--- start of EXERCISE MATERIALS ---

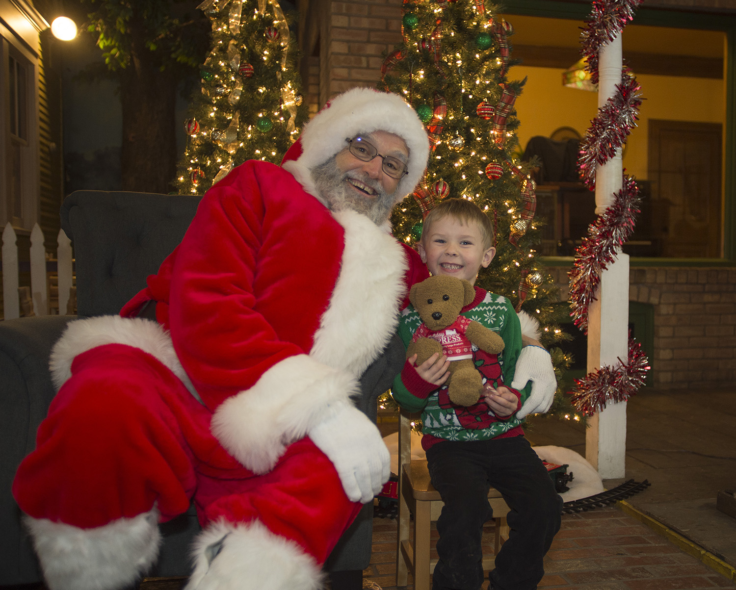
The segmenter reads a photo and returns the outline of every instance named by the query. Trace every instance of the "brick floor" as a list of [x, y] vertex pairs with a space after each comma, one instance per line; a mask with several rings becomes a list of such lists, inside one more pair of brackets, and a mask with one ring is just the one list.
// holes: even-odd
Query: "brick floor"
[[[433, 536], [436, 536], [434, 529]], [[484, 529], [484, 540], [492, 552], [492, 524]], [[735, 586], [615, 506], [563, 515], [562, 527], [545, 558], [545, 570], [539, 590], [701, 590]], [[375, 518], [373, 553], [364, 580], [383, 590], [396, 590], [395, 572], [396, 522]], [[406, 589], [413, 588], [409, 576]]]

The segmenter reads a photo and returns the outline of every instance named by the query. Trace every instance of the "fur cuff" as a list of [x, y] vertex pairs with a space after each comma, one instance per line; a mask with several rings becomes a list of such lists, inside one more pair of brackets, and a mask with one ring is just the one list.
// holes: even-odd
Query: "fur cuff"
[[194, 572], [185, 590], [317, 590], [322, 575], [314, 559], [258, 521], [220, 521], [195, 541]]
[[158, 556], [158, 511], [83, 529], [26, 516], [50, 590], [118, 590], [135, 583]]
[[199, 399], [174, 352], [169, 333], [155, 321], [119, 316], [86, 318], [68, 324], [54, 345], [49, 362], [57, 391], [71, 377], [71, 362], [74, 357], [105, 344], [127, 344], [155, 357]]
[[328, 406], [358, 392], [355, 377], [306, 355], [277, 363], [250, 389], [223, 402], [213, 434], [247, 469], [270, 471], [286, 446], [321, 422]]
[[534, 338], [539, 341], [539, 321], [537, 318], [533, 318], [526, 311], [520, 311], [517, 313], [519, 316], [519, 322], [521, 324], [521, 333], [525, 336]]

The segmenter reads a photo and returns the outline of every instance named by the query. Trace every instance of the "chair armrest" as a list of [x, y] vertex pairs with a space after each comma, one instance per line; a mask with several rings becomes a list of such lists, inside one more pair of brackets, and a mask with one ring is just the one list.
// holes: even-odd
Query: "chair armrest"
[[[376, 400], [378, 396], [391, 387], [394, 377], [401, 371], [406, 354], [400, 338], [394, 335], [361, 377], [361, 394], [355, 400], [355, 405], [374, 422], [378, 413]], [[330, 572], [359, 572], [368, 567], [372, 531], [373, 505], [369, 503], [363, 507], [353, 523], [343, 533], [330, 554], [325, 569]]]
[[38, 424], [56, 394], [49, 355], [76, 319], [38, 316], [0, 321], [0, 584], [40, 579], [10, 486], [18, 466], [35, 446]]
[[376, 421], [378, 396], [387, 391], [394, 377], [401, 372], [406, 360], [406, 351], [398, 335], [394, 334], [381, 356], [366, 369], [361, 377], [361, 395], [356, 400], [358, 408], [374, 422]]

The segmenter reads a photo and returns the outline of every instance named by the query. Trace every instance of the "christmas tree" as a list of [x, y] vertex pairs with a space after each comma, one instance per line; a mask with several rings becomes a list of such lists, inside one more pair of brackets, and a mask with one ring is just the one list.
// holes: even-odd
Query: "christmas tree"
[[278, 163], [305, 118], [297, 44], [275, 0], [205, 0], [212, 49], [193, 96], [174, 185], [202, 194], [247, 160]]
[[[538, 260], [535, 163], [519, 161], [514, 104], [525, 81], [511, 81], [513, 27], [484, 0], [403, 4], [403, 42], [381, 68], [379, 88], [401, 94], [425, 123], [432, 146], [427, 174], [394, 211], [394, 233], [413, 244], [440, 199], [472, 200], [491, 217], [496, 256], [476, 284], [509, 297], [539, 321], [542, 344], [559, 377], [571, 360], [555, 346], [567, 337], [556, 322], [569, 312]], [[551, 412], [573, 416], [560, 388]], [[383, 400], [385, 401], [385, 400]], [[390, 404], [389, 404], [390, 405]]]

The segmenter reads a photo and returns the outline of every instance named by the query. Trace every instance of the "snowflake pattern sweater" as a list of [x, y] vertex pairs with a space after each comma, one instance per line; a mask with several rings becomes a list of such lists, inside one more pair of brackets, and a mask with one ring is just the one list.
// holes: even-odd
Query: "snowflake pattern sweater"
[[[475, 287], [475, 299], [462, 309], [461, 315], [480, 322], [503, 339], [506, 346], [498, 355], [489, 355], [473, 346], [473, 362], [484, 383], [490, 381], [494, 387], [505, 385], [519, 397], [518, 410], [528, 397], [531, 385], [521, 391], [509, 385], [514, 380], [522, 346], [521, 326], [511, 302], [502, 295]], [[408, 346], [421, 323], [414, 306], [408, 305], [399, 321], [399, 335], [405, 346]], [[484, 401], [467, 408], [456, 405], [450, 401], [446, 385], [438, 389], [425, 381], [408, 362], [394, 380], [392, 394], [402, 408], [410, 412], [422, 411], [422, 446], [425, 450], [442, 440], [482, 441], [523, 434], [522, 421], [515, 413], [505, 418], [497, 416]]]

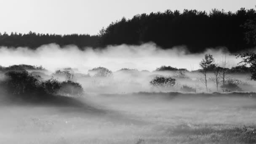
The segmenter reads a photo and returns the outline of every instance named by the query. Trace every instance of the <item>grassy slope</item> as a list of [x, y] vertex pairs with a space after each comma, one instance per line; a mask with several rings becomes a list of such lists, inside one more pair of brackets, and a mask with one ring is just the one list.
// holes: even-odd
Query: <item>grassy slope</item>
[[139, 139], [141, 144], [255, 143], [254, 94], [219, 95], [140, 93], [80, 99], [93, 107], [90, 109], [1, 107], [5, 124], [0, 125], [0, 143], [135, 144]]

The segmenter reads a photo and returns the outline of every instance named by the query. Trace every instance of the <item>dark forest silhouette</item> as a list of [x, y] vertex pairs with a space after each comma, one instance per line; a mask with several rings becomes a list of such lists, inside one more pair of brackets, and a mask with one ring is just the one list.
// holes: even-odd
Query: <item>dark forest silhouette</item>
[[247, 40], [248, 27], [245, 26], [255, 18], [254, 9], [244, 8], [235, 13], [216, 9], [208, 13], [195, 10], [185, 9], [183, 13], [168, 10], [163, 13], [137, 15], [131, 19], [124, 17], [103, 28], [96, 35], [5, 33], [0, 34], [0, 45], [35, 49], [56, 43], [61, 46], [75, 45], [83, 49], [152, 42], [163, 49], [186, 45], [192, 53], [219, 46], [226, 47], [235, 52], [256, 45], [255, 43]]

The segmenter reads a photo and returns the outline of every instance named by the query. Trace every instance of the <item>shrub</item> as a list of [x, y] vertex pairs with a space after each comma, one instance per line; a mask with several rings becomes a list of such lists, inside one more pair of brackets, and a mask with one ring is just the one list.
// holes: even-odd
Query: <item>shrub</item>
[[78, 83], [69, 80], [61, 83], [60, 93], [61, 94], [69, 96], [80, 96], [83, 92], [82, 86]]
[[112, 75], [111, 71], [103, 67], [93, 68], [92, 69], [89, 70], [88, 72], [96, 77], [109, 77]]
[[175, 84], [176, 79], [172, 77], [156, 76], [150, 83], [154, 86], [158, 87], [171, 87]]
[[7, 78], [1, 82], [9, 94], [13, 95], [33, 94], [41, 91], [39, 76], [32, 76], [26, 71], [9, 71], [5, 73]]
[[186, 75], [186, 71], [179, 70], [175, 72], [174, 77], [179, 78], [187, 78], [188, 77]]
[[45, 92], [50, 94], [57, 94], [61, 87], [60, 83], [53, 78], [42, 82], [41, 85]]
[[173, 67], [171, 66], [162, 66], [160, 67], [158, 67], [156, 69], [157, 71], [176, 71], [182, 70], [187, 71], [187, 70], [186, 69], [177, 69], [176, 67]]
[[228, 81], [228, 83], [227, 83], [227, 84], [221, 86], [221, 88], [222, 88], [223, 92], [242, 91], [242, 89], [240, 88], [236, 83], [232, 81]]
[[51, 78], [41, 81], [41, 77], [33, 75], [27, 71], [9, 71], [5, 73], [5, 78], [0, 83], [0, 86], [7, 94], [22, 96], [38, 96], [56, 94], [60, 83]]
[[180, 91], [181, 91], [186, 92], [196, 92], [196, 89], [195, 88], [193, 88], [192, 87], [187, 85], [183, 85], [181, 86], [180, 88]]

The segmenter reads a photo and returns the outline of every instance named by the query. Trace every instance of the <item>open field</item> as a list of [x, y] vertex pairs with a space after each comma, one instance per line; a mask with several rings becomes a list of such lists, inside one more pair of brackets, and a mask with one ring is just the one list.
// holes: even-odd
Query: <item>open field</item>
[[0, 143], [255, 143], [255, 94], [220, 95], [95, 95], [79, 99], [83, 106], [3, 104]]

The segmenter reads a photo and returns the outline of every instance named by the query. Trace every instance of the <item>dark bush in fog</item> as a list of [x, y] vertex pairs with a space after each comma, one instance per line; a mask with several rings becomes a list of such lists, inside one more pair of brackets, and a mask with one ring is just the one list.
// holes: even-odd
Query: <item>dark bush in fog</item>
[[228, 81], [227, 84], [221, 86], [223, 92], [241, 91], [242, 89], [237, 85], [237, 84], [232, 81]]
[[38, 97], [57, 94], [60, 83], [51, 78], [42, 81], [39, 75], [32, 75], [26, 71], [8, 71], [5, 73], [5, 78], [0, 83], [0, 86], [6, 94], [21, 96]]
[[158, 87], [171, 87], [175, 84], [176, 79], [172, 77], [156, 76], [149, 83], [154, 86]]
[[94, 77], [109, 77], [112, 75], [112, 72], [103, 67], [94, 68], [88, 71], [88, 73]]
[[160, 67], [157, 68], [155, 70], [157, 71], [177, 71], [177, 70], [181, 70], [181, 71], [187, 71], [187, 70], [186, 69], [177, 69], [176, 67], [173, 67], [171, 66], [162, 66]]
[[1, 82], [1, 86], [8, 94], [35, 94], [42, 91], [40, 76], [33, 76], [26, 71], [9, 71], [5, 75], [7, 79]]
[[179, 70], [175, 72], [174, 77], [177, 78], [188, 78], [189, 77], [186, 75], [186, 71]]
[[41, 85], [44, 91], [47, 93], [50, 94], [57, 94], [61, 88], [61, 83], [53, 78], [42, 82]]
[[61, 83], [59, 92], [61, 94], [77, 96], [83, 94], [83, 90], [79, 83], [69, 80]]
[[196, 89], [191, 86], [183, 85], [180, 88], [180, 91], [185, 92], [196, 92]]

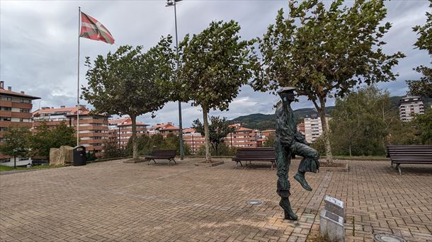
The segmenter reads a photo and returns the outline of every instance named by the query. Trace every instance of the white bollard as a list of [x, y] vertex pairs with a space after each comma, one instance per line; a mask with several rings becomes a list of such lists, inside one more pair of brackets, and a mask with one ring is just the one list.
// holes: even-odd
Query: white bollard
[[319, 214], [319, 231], [322, 236], [329, 235], [331, 241], [345, 241], [343, 218], [326, 209]]

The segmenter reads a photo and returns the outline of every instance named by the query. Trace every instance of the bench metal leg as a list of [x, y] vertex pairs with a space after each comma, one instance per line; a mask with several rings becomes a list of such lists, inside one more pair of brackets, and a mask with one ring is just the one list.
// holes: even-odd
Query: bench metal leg
[[174, 161], [174, 163], [176, 165], [177, 162], [176, 162], [176, 160], [174, 159], [170, 159], [169, 161], [168, 161], [168, 166], [169, 166], [169, 163], [171, 163], [171, 161]]

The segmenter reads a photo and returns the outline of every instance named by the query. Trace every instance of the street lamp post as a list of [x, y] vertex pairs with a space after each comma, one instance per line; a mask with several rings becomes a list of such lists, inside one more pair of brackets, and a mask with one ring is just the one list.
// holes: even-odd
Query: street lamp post
[[[176, 25], [176, 53], [177, 57], [177, 70], [178, 69], [178, 38], [177, 36], [177, 10], [176, 8], [176, 3], [181, 0], [166, 0], [166, 6], [174, 6], [174, 22]], [[176, 75], [177, 76], [177, 75]], [[176, 77], [177, 78], [177, 77]], [[183, 147], [183, 127], [181, 123], [181, 102], [178, 100], [178, 135], [180, 142], [180, 159], [183, 161], [184, 157], [184, 150]]]

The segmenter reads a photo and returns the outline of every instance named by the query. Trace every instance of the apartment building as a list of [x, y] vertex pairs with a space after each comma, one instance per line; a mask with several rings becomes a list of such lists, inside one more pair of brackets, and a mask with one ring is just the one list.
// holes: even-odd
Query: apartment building
[[79, 144], [96, 157], [103, 155], [103, 142], [108, 139], [108, 117], [92, 114], [88, 110], [76, 110], [66, 115], [68, 125], [76, 131], [76, 113], [79, 112]]
[[194, 128], [183, 129], [183, 139], [184, 144], [191, 148], [192, 153], [196, 153], [200, 147], [205, 145], [205, 138]]
[[[11, 126], [32, 127], [32, 101], [40, 98], [12, 91], [11, 86], [4, 89], [4, 81], [0, 81], [0, 144], [6, 140], [4, 134]], [[0, 154], [0, 160], [10, 156]]]
[[[327, 124], [330, 117], [326, 116]], [[321, 117], [318, 113], [312, 113], [309, 117], [306, 117], [304, 119], [305, 122], [305, 137], [308, 143], [315, 141], [321, 134], [322, 134], [322, 125]], [[298, 128], [298, 127], [297, 127]]]
[[254, 129], [241, 127], [240, 124], [229, 125], [234, 127], [232, 133], [228, 134], [225, 138], [225, 144], [231, 147], [256, 147], [256, 139]]
[[263, 134], [263, 137], [268, 138], [270, 136], [276, 135], [276, 130], [275, 129], [266, 129], [266, 130], [261, 131], [261, 133]]
[[150, 136], [159, 134], [164, 137], [166, 137], [169, 134], [173, 134], [174, 135], [178, 135], [179, 127], [174, 126], [172, 122], [157, 124], [152, 126], [149, 129], [149, 134]]
[[402, 122], [409, 122], [416, 114], [424, 114], [424, 105], [421, 97], [406, 96], [399, 100], [399, 115]]
[[305, 121], [304, 120], [297, 125], [297, 131], [303, 135], [306, 134], [306, 130], [305, 129]]
[[[120, 146], [126, 147], [129, 139], [132, 137], [132, 120], [130, 117], [112, 119], [108, 121], [108, 123], [110, 138], [117, 139]], [[149, 125], [137, 122], [137, 137], [147, 134], [147, 126]]]
[[103, 142], [108, 138], [108, 117], [92, 114], [84, 105], [79, 107], [44, 107], [33, 113], [33, 128], [43, 121], [49, 127], [54, 127], [64, 122], [74, 127], [76, 133], [76, 113], [79, 112], [79, 144], [88, 151], [94, 152], [96, 157], [103, 156]]

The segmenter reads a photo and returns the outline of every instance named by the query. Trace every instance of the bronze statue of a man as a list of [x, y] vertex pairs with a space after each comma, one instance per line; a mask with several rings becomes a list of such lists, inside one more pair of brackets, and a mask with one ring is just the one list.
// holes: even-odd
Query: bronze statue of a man
[[303, 188], [308, 191], [312, 189], [306, 182], [305, 173], [307, 171], [317, 173], [319, 168], [318, 152], [308, 146], [303, 135], [297, 131], [297, 122], [294, 117], [290, 104], [295, 100], [292, 87], [280, 88], [278, 93], [282, 98], [276, 108], [276, 139], [275, 151], [278, 165], [278, 190], [280, 196], [279, 205], [285, 212], [285, 219], [297, 220], [297, 217], [291, 209], [290, 203], [290, 182], [288, 171], [291, 158], [295, 155], [303, 156], [294, 179], [298, 181]]

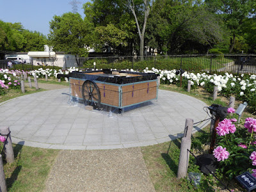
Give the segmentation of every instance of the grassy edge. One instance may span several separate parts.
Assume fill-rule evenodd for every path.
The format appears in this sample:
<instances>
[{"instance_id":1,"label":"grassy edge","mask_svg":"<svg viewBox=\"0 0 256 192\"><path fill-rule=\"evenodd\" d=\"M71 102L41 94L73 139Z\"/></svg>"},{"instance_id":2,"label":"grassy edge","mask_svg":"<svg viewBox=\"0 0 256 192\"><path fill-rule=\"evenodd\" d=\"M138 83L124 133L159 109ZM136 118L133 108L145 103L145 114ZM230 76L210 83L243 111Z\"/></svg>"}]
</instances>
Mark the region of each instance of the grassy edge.
<instances>
[{"instance_id":1,"label":"grassy edge","mask_svg":"<svg viewBox=\"0 0 256 192\"><path fill-rule=\"evenodd\" d=\"M0 97L0 106L12 99L29 94L46 91L26 87L25 93L20 90L10 90ZM59 150L45 149L13 144L15 161L6 163L3 156L4 171L8 191L42 191ZM36 177L35 177L36 176Z\"/></svg>"}]
</instances>

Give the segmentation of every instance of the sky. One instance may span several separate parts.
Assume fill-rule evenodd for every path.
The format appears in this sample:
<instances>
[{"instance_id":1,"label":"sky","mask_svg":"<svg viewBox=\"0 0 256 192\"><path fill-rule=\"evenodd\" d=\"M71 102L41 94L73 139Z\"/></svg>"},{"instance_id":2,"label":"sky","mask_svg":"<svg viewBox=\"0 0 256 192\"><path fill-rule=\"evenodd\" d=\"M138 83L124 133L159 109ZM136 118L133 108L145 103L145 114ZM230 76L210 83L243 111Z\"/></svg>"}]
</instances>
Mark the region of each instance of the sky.
<instances>
[{"instance_id":1,"label":"sky","mask_svg":"<svg viewBox=\"0 0 256 192\"><path fill-rule=\"evenodd\" d=\"M84 17L83 4L90 0L77 0L78 13ZM53 16L61 16L72 11L71 0L0 0L0 20L5 22L20 22L24 28L47 35L49 22Z\"/></svg>"}]
</instances>

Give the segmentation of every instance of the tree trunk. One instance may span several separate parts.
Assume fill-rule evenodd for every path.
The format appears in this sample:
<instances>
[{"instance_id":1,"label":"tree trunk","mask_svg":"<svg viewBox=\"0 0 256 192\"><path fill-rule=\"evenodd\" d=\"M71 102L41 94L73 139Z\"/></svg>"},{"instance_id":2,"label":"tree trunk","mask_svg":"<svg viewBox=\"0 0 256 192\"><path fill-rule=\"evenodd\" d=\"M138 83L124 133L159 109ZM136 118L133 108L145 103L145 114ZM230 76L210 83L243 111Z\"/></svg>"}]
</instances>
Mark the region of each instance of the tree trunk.
<instances>
[{"instance_id":1,"label":"tree trunk","mask_svg":"<svg viewBox=\"0 0 256 192\"><path fill-rule=\"evenodd\" d=\"M235 46L236 42L236 35L233 33L233 37L230 38L230 47L229 47L229 53L232 52L234 47Z\"/></svg>"},{"instance_id":2,"label":"tree trunk","mask_svg":"<svg viewBox=\"0 0 256 192\"><path fill-rule=\"evenodd\" d=\"M135 6L133 0L132 0L132 4L131 4L131 2L130 4L129 4L129 8L132 11L133 15L134 16L135 22L137 25L138 32L139 33L140 41L140 60L141 61L144 60L144 35L145 35L145 31L146 29L147 20L148 19L150 11L147 0L143 0L143 2L145 5L145 13L144 13L145 15L144 15L144 23L142 28L142 31L140 30L140 24L137 19L137 15L135 13Z\"/></svg>"},{"instance_id":3,"label":"tree trunk","mask_svg":"<svg viewBox=\"0 0 256 192\"><path fill-rule=\"evenodd\" d=\"M140 38L140 56L141 61L144 60L144 36Z\"/></svg>"}]
</instances>

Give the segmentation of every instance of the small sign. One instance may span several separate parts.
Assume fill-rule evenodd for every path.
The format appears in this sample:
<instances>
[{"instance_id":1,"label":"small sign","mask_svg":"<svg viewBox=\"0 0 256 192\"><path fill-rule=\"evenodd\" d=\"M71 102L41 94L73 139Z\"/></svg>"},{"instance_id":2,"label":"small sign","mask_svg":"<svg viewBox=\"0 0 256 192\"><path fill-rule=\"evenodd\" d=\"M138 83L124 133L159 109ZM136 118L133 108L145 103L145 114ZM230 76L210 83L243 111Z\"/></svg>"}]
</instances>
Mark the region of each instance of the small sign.
<instances>
[{"instance_id":1,"label":"small sign","mask_svg":"<svg viewBox=\"0 0 256 192\"><path fill-rule=\"evenodd\" d=\"M236 179L249 191L256 188L256 179L248 172L236 177Z\"/></svg>"}]
</instances>

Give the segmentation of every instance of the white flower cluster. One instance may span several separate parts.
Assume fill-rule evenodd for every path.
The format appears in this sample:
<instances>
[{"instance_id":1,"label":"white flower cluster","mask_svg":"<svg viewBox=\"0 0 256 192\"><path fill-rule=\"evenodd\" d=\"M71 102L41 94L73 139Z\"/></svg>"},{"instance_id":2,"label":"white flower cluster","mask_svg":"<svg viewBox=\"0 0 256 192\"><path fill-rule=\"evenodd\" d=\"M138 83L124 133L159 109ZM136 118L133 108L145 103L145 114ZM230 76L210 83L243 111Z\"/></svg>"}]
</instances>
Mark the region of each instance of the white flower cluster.
<instances>
[{"instance_id":1,"label":"white flower cluster","mask_svg":"<svg viewBox=\"0 0 256 192\"><path fill-rule=\"evenodd\" d=\"M162 83L166 84L175 83L179 81L180 77L180 74L176 75L176 70L175 69L172 70L162 70L155 68L148 70L148 68L146 68L143 72L154 72L159 74ZM244 92L246 89L249 89L251 92L255 92L256 90L256 75L255 74L250 75L248 79L246 79L244 75L242 74L241 77L243 79L227 72L224 76L221 76L210 75L205 72L195 74L184 72L182 76L188 80L191 80L191 85L195 84L198 86L203 86L205 85L205 83L212 83L214 86L218 86L218 90L220 92L228 86L235 88L236 86L239 85L241 89L240 95L241 96L244 95Z\"/></svg>"}]
</instances>

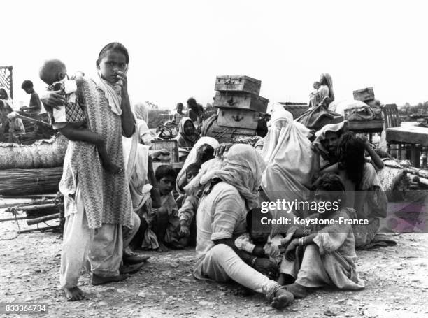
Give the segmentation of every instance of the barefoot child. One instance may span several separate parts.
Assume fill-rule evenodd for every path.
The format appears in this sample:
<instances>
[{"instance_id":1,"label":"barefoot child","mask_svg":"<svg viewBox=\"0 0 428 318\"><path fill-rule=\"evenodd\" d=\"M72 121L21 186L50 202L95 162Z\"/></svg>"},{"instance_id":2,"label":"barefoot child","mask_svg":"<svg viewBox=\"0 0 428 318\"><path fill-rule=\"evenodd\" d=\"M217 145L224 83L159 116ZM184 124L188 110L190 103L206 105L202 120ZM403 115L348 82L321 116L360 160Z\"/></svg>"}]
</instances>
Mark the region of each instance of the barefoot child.
<instances>
[{"instance_id":1,"label":"barefoot child","mask_svg":"<svg viewBox=\"0 0 428 318\"><path fill-rule=\"evenodd\" d=\"M152 242L150 247L158 247L159 252L167 251L166 245L173 248L183 248L183 245L178 233L178 208L172 194L176 185L176 173L172 167L162 165L156 169L155 177L161 196L161 207L152 208L150 213L148 226L153 229L157 240Z\"/></svg>"},{"instance_id":2,"label":"barefoot child","mask_svg":"<svg viewBox=\"0 0 428 318\"><path fill-rule=\"evenodd\" d=\"M200 168L201 164L199 162L195 162L189 165L186 169L186 181L187 185L196 177ZM180 235L183 238L185 238L186 240L190 240L193 244L196 244L196 220L194 216L198 209L199 198L201 194L201 191L199 191L199 193L194 196L185 194L183 199L183 205L178 210Z\"/></svg>"},{"instance_id":3,"label":"barefoot child","mask_svg":"<svg viewBox=\"0 0 428 318\"><path fill-rule=\"evenodd\" d=\"M183 114L183 110L184 108L184 106L183 105L183 103L178 103L177 104L177 106L176 108L176 113L174 113L173 114L173 117L172 117L172 121L174 124L176 124L176 125L178 125L180 123L180 121L181 120L181 119L185 116L185 114Z\"/></svg>"},{"instance_id":4,"label":"barefoot child","mask_svg":"<svg viewBox=\"0 0 428 318\"><path fill-rule=\"evenodd\" d=\"M309 217L329 225L294 229L293 239L287 246L280 269L284 281L295 280L286 285L287 290L295 298L304 298L311 289L324 286L362 289L364 282L359 278L354 263L357 254L352 226L343 222L349 220L352 209L343 208L345 187L340 178L332 173L322 177L316 186L315 198L323 206L329 202L334 207L336 203L338 208L326 208L324 212L319 209L318 213Z\"/></svg>"},{"instance_id":5,"label":"barefoot child","mask_svg":"<svg viewBox=\"0 0 428 318\"><path fill-rule=\"evenodd\" d=\"M73 141L85 141L97 147L106 170L117 173L122 171L109 159L103 137L87 129L86 115L82 108L82 96L79 89L82 77L69 80L65 64L59 59L49 59L40 68L40 78L49 85L49 91L61 91L65 95L66 103L48 112L54 129Z\"/></svg>"}]
</instances>

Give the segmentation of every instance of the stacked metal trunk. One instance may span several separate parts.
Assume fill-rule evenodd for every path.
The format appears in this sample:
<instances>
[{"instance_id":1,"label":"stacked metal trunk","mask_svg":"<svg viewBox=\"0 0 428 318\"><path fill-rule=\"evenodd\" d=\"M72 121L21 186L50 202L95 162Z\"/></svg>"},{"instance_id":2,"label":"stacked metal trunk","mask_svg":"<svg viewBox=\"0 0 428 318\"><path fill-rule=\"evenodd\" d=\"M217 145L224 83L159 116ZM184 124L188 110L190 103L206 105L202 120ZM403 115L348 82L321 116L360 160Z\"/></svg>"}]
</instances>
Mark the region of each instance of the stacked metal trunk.
<instances>
[{"instance_id":1,"label":"stacked metal trunk","mask_svg":"<svg viewBox=\"0 0 428 318\"><path fill-rule=\"evenodd\" d=\"M256 136L260 113L266 111L268 99L261 97L262 82L248 76L217 76L214 107L217 120L211 136L219 142Z\"/></svg>"}]
</instances>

--- end of EXERCISE MATERIALS ---

### EXERCISE REQUIREMENTS
Can you rewrite the material from the line with "of the apartment" up to and including the line with "160], [10, 156]]]", putting "office tower" wherever "apartment building" appears and changing nothing else?

### EXPECTED ANSWER
The segmenter reads a photo and returns the outline of every instance named by the query. Trace every instance of the office tower as a list of [x, y] vertex pairs with a space after each comma, one instance per line; a mask with several rings becomes a list of such lists, inside one more pair of brackets, and a mask with one ring is just the one list.
// holes: even-odd
Query: office tower
[[79, 144], [96, 157], [103, 155], [103, 142], [108, 139], [108, 117], [92, 114], [88, 110], [76, 110], [66, 115], [68, 125], [76, 131], [76, 113], [79, 112]]
[[194, 128], [183, 129], [183, 139], [184, 144], [191, 148], [192, 153], [196, 153], [200, 147], [205, 145], [205, 138]]
[[[11, 126], [32, 127], [32, 101], [40, 98], [12, 91], [11, 86], [4, 89], [4, 81], [0, 81], [0, 144], [6, 140], [4, 134]], [[0, 154], [0, 160], [10, 156]]]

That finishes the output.